## Requirements
Rewrite the material below with "courtesy" changed to "favor" everywhere it appears and nothing else altered, leaving the pictures out.
-- start of Information given --
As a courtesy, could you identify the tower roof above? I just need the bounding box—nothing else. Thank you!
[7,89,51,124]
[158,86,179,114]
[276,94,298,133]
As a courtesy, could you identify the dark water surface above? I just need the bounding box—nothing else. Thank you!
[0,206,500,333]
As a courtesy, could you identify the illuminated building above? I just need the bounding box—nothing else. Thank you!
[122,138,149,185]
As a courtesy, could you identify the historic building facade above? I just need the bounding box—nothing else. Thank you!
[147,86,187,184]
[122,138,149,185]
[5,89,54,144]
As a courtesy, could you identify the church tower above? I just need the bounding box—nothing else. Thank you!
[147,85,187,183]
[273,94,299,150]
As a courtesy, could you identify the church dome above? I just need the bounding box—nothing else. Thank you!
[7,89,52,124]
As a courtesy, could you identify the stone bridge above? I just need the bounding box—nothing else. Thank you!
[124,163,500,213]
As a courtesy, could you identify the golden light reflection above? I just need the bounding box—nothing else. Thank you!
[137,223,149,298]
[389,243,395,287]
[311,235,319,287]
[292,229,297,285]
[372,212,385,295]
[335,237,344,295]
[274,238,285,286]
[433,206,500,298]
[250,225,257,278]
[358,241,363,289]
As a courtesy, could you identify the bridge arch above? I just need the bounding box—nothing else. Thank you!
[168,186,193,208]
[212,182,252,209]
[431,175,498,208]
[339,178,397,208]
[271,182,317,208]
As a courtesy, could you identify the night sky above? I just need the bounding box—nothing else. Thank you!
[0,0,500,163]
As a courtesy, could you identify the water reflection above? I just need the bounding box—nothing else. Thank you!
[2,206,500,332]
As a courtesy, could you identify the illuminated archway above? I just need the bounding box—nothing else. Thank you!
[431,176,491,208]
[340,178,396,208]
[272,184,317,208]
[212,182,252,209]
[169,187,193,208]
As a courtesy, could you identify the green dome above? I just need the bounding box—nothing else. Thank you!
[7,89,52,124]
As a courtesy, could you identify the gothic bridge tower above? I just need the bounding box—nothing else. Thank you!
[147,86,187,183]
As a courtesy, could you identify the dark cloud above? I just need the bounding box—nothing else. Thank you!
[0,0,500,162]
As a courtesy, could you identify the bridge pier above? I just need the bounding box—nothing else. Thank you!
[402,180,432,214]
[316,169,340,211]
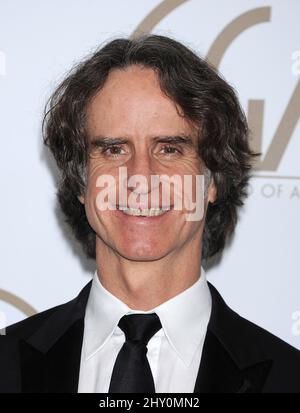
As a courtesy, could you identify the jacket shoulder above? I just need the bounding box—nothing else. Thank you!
[6,303,68,340]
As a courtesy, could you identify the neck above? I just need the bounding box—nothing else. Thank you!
[96,237,201,311]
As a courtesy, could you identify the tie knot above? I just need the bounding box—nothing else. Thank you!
[118,313,161,345]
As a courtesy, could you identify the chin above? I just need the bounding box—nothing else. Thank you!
[118,244,168,261]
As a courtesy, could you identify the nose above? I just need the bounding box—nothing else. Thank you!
[126,151,155,195]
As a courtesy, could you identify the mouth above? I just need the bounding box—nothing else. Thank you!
[117,205,172,219]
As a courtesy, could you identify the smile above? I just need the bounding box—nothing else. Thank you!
[118,206,170,217]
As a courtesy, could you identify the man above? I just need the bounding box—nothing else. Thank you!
[0,35,300,393]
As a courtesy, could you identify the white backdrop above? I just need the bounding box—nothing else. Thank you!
[0,0,300,349]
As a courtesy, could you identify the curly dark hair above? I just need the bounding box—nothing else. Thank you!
[43,35,257,259]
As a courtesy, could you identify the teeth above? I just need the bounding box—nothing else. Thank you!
[119,207,170,217]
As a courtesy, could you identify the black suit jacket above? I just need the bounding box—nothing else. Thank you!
[0,282,300,393]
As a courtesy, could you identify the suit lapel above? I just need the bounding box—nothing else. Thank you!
[194,330,272,393]
[194,283,272,393]
[20,284,91,393]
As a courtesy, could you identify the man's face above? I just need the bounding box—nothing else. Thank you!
[80,66,216,261]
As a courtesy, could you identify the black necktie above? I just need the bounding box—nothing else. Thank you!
[108,313,161,393]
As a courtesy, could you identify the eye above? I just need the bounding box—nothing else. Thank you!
[161,145,182,155]
[102,145,125,157]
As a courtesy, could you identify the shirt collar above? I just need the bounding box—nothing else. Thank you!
[84,267,212,366]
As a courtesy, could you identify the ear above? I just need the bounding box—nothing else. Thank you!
[77,195,84,205]
[207,179,217,204]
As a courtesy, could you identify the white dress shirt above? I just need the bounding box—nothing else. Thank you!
[78,268,211,393]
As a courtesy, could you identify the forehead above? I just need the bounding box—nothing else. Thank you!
[87,66,195,135]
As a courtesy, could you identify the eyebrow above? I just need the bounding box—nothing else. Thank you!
[90,135,194,147]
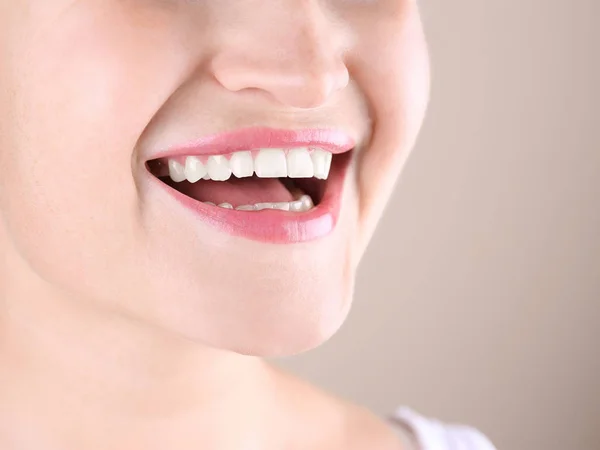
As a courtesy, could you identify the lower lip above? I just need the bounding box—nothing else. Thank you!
[148,155,350,244]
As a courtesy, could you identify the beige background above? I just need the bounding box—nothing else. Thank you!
[283,0,600,450]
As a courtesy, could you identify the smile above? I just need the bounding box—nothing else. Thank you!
[146,128,354,244]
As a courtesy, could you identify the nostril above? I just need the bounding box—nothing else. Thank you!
[212,50,350,109]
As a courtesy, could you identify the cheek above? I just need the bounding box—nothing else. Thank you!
[0,4,185,296]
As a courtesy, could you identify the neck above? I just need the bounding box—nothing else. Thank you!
[0,248,274,449]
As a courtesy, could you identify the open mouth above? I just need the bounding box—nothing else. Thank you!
[146,127,355,244]
[148,147,348,213]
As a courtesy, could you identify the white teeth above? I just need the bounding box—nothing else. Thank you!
[287,148,315,178]
[235,205,256,211]
[185,156,207,183]
[273,202,290,211]
[300,195,315,211]
[169,159,185,183]
[206,155,231,181]
[310,150,333,180]
[254,149,287,178]
[229,152,254,178]
[226,195,315,212]
[168,147,333,183]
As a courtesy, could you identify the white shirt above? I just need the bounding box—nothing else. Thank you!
[392,407,496,450]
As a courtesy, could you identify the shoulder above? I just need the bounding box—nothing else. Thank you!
[278,366,411,450]
[345,404,408,450]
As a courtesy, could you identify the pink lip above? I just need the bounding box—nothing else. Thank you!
[150,128,355,159]
[145,128,355,244]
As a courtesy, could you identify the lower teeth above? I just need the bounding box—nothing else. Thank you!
[204,195,315,212]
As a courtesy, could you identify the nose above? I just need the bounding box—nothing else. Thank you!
[212,0,350,109]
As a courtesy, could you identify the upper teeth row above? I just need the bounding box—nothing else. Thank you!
[169,147,332,183]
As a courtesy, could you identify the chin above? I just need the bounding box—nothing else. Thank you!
[145,260,354,357]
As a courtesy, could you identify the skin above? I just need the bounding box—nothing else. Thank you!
[0,0,429,450]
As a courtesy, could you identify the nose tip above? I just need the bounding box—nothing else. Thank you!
[213,55,350,109]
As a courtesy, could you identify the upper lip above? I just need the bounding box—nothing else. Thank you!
[149,127,356,159]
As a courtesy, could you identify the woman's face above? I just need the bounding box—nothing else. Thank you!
[0,0,429,355]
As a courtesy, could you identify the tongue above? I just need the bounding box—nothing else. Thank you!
[177,176,295,208]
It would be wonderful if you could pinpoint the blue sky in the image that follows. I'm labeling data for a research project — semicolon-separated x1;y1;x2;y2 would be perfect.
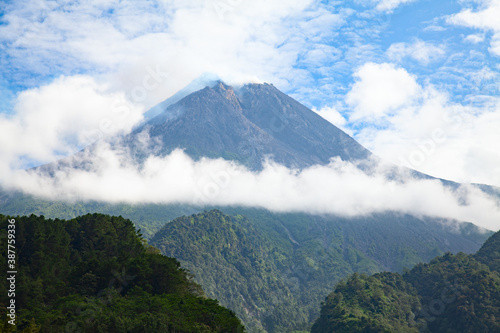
0;0;500;186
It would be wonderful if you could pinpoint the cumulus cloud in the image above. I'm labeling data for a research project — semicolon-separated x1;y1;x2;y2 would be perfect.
0;75;143;172
387;39;445;65
346;63;420;121
0;0;330;102
375;0;415;12
447;0;500;56
4;145;500;230
346;63;500;186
-- end of Information given --
## Full output
As a favor, could you identify the tower roof above? I just need the bounding box—nothing else. Thank you!
[7,89,51,124]
[158,86,179,114]
[276,94,298,133]
As a favor, could you identify the dark water surface above? I just need the bounding box—nothing else. Thank you!
[0,206,500,333]
As a favor, could you identify the illuminated building above? I just need the bounding box—nothing else. Thank you!
[122,138,149,185]
As a favor, could you identify the historic building facade above? I just need the bounding box—nothing else. Thank you!
[147,86,187,184]
[122,138,149,185]
[5,89,54,144]
As a favor, could you identify the church tower above? I just need the bounding box—nothing else. Thank you!
[147,85,187,183]
[273,94,299,150]
As a favor, could you identify the church dome above? I just need the bounding box—nothing else. Thank you!
[7,89,52,124]
As a favor, could you identify the stone bridge above? I just need the bounding box—nothing else. Thank you!
[124,163,500,213]
As a favor, could you identify the golden light reflection above? I just need the bounding box—nothing else. Thank you!
[137,223,149,298]
[389,243,395,287]
[311,235,319,287]
[292,229,297,285]
[372,212,385,295]
[335,237,344,295]
[274,238,285,286]
[433,206,500,298]
[250,225,257,278]
[358,241,363,289]
As a favor, could you identify the bridge arch above? I just need the bounding box—nothing else. Thank you!
[168,186,193,208]
[212,182,252,209]
[431,175,498,208]
[339,178,397,208]
[271,182,317,208]
As a favor, could you identify the night sky above? I just need the bounding box—nothing else. Thank you!
[0,0,500,163]
As a favor, could you identify the water reflection above? I just need the bounding box—nothing else. Thank you!
[2,206,500,332]
As a favor, could you identify the illuminated archway above? I just need the bounding box—nothing else. Thank you!
[431,176,491,208]
[340,178,396,208]
[272,184,317,208]
[212,182,252,209]
[169,187,193,208]
As a favor, could you identify the green dome above? I just need the bounding box—nothing else. Thank you!
[7,89,52,124]
As a favor, could you identify the gothic bridge tower above? I just need the bounding box—nothing else. Thank you!
[147,86,187,183]
As a favor, could you identify the dark cloud above? I just need the bounding box—nothing else. Thank you!
[0,0,500,162]
As a favor, could you identify the bridge pier above? I just need the bounding box—nothing else. Thank you!
[402,180,432,214]
[316,169,340,211]
As a favor, could you identify the jacket shoulder above? I just need the bounding box—nothing else. Thank you!
[6,303,68,340]
As a favor, could you identify the neck above? I just need the bounding box—nothing else. Thank you!
[96,237,201,311]
As a favor, could you identify the tie knot above? I just need the bounding box—nothing else. Thank you!
[118,313,161,345]
As a favor, could you identify the chin above? I just need the bounding box—nothing else. Thank you!
[118,244,168,261]
As a favor, could you identify the nose above? I just need the bounding box—nothing else. Thank you!
[126,151,155,195]
As a favor, could you identify the mouth above? I just need the bounding box—nothing else. Thank you!
[117,205,172,219]
As a favor, could you identify the smile above? I just need the bounding box—nothing else. Thank you!
[118,206,170,217]
As a favor, could you identify the man above? I just need the bounding box—nothing else. Thank you!
[0,35,300,393]
As a favor, could you identify the white backdrop above? I just need the bounding box—nothing else. Thank you!
[0,0,300,349]
As a favor, could you identify the curly dark hair above? I just need the bounding box—nothing else. Thank you!
[43,35,257,259]
As a favor, could you identify the teeth above? I just need the bounding box—nothing else. Thank you!
[119,207,170,217]
As a favor, could you identify the black suit jacket above? I just need the bounding box—nothing else. Thank you!
[0,282,300,393]
As a favor, could you identify the suit lapel above? I just need the bounding box—nothing else. Thank you!
[194,330,272,393]
[194,283,272,393]
[20,284,91,393]
As a favor, could you identify the man's face above? I just need the bounding box—nothing else. Thank you!
[80,66,216,261]
As a favor, could you identify the black necktie above? I just need the bounding box—nothing else. Thank you!
[108,313,161,393]
As a favor, could you identify the eye above? I just need the bounding box—nothing else. Thank you!
[161,145,182,155]
[102,145,125,157]
As a favor, could you identify the shirt collar above? I just need the bounding box—nothing else. Thank you!
[84,267,212,366]
As a favor, could you identify the ear above? I just need the bounding box—nothing else. Thank you!
[77,195,84,205]
[207,179,217,204]
As a favor, could you identify the white dress shirt above? I just need the bounding box—nothing else. Thank you!
[78,268,211,393]
As a favor, could you identify the forehead above? I just need the bounding box—nothing else. Thank you!
[87,66,195,135]
As a favor, could you identify the eyebrow above? I just need the bounding box—nothing else. Thank you!
[90,135,194,147]
As a favor, could you identify the lower lip above? I just need the bounding box—nothing else. Thank you!
[148,155,350,244]
As a favor, could you identify the beige background above? I just need the bounding box—nothing else. Thank you!
[283,0,600,450]
As a favor, could you identify the smile above? I just need the bounding box—nothing else. Thank you!
[146,128,354,244]
As a favor, could you identify the nostril above? I just need the bounding box—nothing else. Thank you!
[212,50,350,109]
As a favor, could you identify the cheek above? I just need the bounding box—nothing else. Thank you!
[0,4,185,296]
As a favor, could you identify the neck above? I just need the bounding box—nothing else. Thank you!
[0,248,274,449]
As a favor, could you identify the open mouth above? I just need the bounding box—nothing else. Thank you!
[146,127,355,244]
[148,147,348,213]
As a favor, could you identify the white teeth above? I just need the bounding box—nothing else. Thank you!
[287,148,315,178]
[235,205,256,211]
[185,156,207,183]
[273,202,290,211]
[300,195,315,211]
[169,159,185,183]
[206,155,231,181]
[310,150,333,180]
[254,149,287,178]
[229,152,254,178]
[226,195,315,212]
[168,147,333,183]
As a favor, could you identify the white shirt above? I just need the bounding box—nothing else. Thank you!
[392,407,496,450]
As a favor, could you identify the shoulder above? I just need the bounding box—nothing else. Thank you!
[278,366,411,450]
[345,404,408,450]
As a favor, could you identify the pink lip above? I just need the bounding box—nothing else. Thank you!
[150,128,355,159]
[145,128,355,244]
As a favor, could you identify the lower teeth above? I just need the bounding box—nothing else. Thank you!
[204,195,315,212]
As a favor, could you identify the nose above? I just need the bounding box—nothing else. Thank you!
[212,0,350,109]
As a favor, could you identify the upper teeth row above? I just need the bounding box—nothing else. Thank you!
[169,147,332,183]
As a favor, could you identify the chin above? I just need the bounding box—nothing else. Thank you!
[145,260,354,357]
As a favor, could you identify the skin above? I just need the bounding box—nothing else. Thank you!
[0,0,429,450]
As a favor, could you identify the nose tip above? I just need the bounding box—nothing else. Thank you!
[213,55,350,109]
As a favor, could you identify the upper lip above? I just need the bounding box—nothing else. Thank you!
[149,127,356,159]
As a favor, could you identify the woman's face above? I just need the bounding box—nothing else. Thank you!
[0,0,429,355]
As a favor, could you identify the tongue above? I just need the bounding box—nothing else. Thank you!
[177,176,295,208]
It would be wonderful if you could pinpoint the blue sky in the image that follows. I'm labeling data for a research project — semicolon-separated x1;y1;x2;y2 would be perfect.
0;0;500;186
It would be wonderful if you could pinpoint the cumulus cloud in the image above. I'm labeling data for a research project — semicolon-separated x1;y1;x2;y2 would be perfect.
0;75;143;172
387;39;445;65
346;63;420;121
0;0;330;102
375;0;415;12
447;0;500;56
4;145;500;230
346;63;500;186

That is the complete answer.